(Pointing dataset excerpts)
= = = = = = =
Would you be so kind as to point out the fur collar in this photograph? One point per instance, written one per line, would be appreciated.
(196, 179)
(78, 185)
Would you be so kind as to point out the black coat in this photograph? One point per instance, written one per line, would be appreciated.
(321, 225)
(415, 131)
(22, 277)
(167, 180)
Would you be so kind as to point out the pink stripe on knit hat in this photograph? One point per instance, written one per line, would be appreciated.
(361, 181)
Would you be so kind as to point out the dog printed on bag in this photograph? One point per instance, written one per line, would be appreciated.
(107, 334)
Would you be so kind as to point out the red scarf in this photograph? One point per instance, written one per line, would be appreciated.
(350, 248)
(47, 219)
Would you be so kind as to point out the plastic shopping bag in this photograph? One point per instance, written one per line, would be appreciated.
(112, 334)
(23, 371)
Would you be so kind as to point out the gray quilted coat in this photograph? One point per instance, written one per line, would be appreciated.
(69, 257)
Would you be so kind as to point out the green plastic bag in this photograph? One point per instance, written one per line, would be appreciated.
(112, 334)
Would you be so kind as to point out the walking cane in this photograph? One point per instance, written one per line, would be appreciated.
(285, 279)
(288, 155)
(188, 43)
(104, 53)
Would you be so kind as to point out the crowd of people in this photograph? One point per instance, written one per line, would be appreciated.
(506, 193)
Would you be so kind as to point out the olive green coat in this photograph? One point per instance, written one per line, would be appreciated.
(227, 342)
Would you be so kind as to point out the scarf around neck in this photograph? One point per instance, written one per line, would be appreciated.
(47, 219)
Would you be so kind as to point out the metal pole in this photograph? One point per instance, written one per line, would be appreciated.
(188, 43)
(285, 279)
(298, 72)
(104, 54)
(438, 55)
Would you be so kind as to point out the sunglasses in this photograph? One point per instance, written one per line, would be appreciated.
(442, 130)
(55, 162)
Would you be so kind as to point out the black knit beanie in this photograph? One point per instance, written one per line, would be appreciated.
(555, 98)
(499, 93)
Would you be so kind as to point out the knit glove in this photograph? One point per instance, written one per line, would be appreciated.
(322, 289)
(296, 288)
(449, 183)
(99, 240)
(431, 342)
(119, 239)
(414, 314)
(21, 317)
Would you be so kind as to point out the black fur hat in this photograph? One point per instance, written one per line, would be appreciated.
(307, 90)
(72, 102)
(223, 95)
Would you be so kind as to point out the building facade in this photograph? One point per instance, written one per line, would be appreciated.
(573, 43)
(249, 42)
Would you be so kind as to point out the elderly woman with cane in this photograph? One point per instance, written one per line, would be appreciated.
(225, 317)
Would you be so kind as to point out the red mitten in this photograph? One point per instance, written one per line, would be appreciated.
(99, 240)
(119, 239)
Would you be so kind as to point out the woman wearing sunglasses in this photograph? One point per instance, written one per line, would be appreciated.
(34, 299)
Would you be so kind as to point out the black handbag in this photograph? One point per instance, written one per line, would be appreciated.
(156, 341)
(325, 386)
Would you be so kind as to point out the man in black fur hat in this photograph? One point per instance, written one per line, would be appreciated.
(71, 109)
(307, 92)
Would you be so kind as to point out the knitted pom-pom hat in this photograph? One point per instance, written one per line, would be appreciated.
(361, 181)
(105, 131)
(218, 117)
= = = = = = =
**What you have to do**
Your task is to repeat the data exactly, with nothing left out.

**Complete response**
Would you be so kind as to point out the fur collar in this photograph? One point per instance, written one per line, would be appreciated.
(196, 179)
(78, 185)
Would you be so kind as to point out the black coat in this photograph? One point per instance, written one per line, would be appreciated.
(321, 225)
(415, 131)
(22, 277)
(167, 180)
Would you be so kind as to point out the pink stripe on knit hat in this photograph? One point per instance, written one per line, would be appreciated.
(361, 181)
Would you be so kind as to point out the dog printed on bag in this photograph? One point per instance, written one per line, would be appreciated.
(107, 334)
Would you be so kind as to point out the red scarf in this photograph? One point per instance, written one per line, would be appreciated.
(350, 248)
(47, 219)
Would you be so kind as to point out the plastic shopping bag in this photograph? One point per instance, written one per line, would be appreciated.
(112, 334)
(23, 371)
Would you be so kind as to point out the gray quilted coat in this photograph? One point per instance, written one per line, would be appreciated.
(69, 257)
Would you be so kind as to point out the green plastic bag in this photograph? One point per instance, written one per line, would be appreciated.
(112, 334)
Would you be so kind as to point out the walking cane in this photograph? One point per instance, written one per line, would be appreciated.
(285, 279)
(288, 155)
(188, 43)
(104, 53)
Would you be so kind as to point out the crowd of people in this photograph? One point per instance, written one per line, would be appreciated.
(506, 193)
Would you be so kind as to point out the olive green coat in this photograph? One point per instance, written one per line, would be appreciated.
(227, 342)
Would you be so kind as to point out the scarf around neck in this photograph? One point per instance, written one per line, would be appreciated.
(47, 219)
Would you be so kind as to point out the metal pole in this photograph? One point per instance, written one per line, would be appreciated.
(188, 43)
(285, 279)
(298, 72)
(104, 54)
(438, 55)
Would you be so kind as to point out the sunglasses in this photograph? One point per instance, written one per line, would be appreciated.
(442, 130)
(55, 162)
Would you be so kind as to point out the black knit beanie in this photograph? One point per instance, written one per line, would be appreciated.
(555, 98)
(499, 93)
Would you be so kind as to point out the knit glove in this photograph? One point per instance, written one per line, would be appreciated.
(322, 289)
(296, 288)
(449, 183)
(99, 240)
(431, 342)
(119, 239)
(414, 314)
(21, 317)
Would you be so kind as to point out the black fur hat in this photograph? One point per instance, written one per line, would be appreciated.
(307, 90)
(72, 102)
(223, 95)
Would you be so kind as to point out the building facade in this photograph? One point per instance, written one per line, would be appreciated.
(573, 43)
(249, 42)
Would you be so kind as to point out the elderly woman with cane in this photograph? One point per instance, written one per line, would be appreciated.
(225, 317)
Would you be so kind as to point out the red mitten in this photograph? One point per instance, written one per line, would be appreciated.
(99, 240)
(119, 239)
Would you be so kind as to point out the woman wearing sunglasses in this photograph? One point per instance, written one per line, would be appreciated.
(34, 299)
Would you be so kind as to point out the black handbag in this photograph? One point per instance, written one per line, would be appreciated.
(156, 341)
(325, 386)
Would you be so kind as to point out the man in black fur hat in this photograph? One point per instance, written one per line, would be appreciated.
(71, 109)
(307, 92)
Would you be so kind as to point out the knitted pom-pom hat in this photograph? One point per instance, written one per line, would be appreciated.
(361, 181)
(105, 131)
(218, 117)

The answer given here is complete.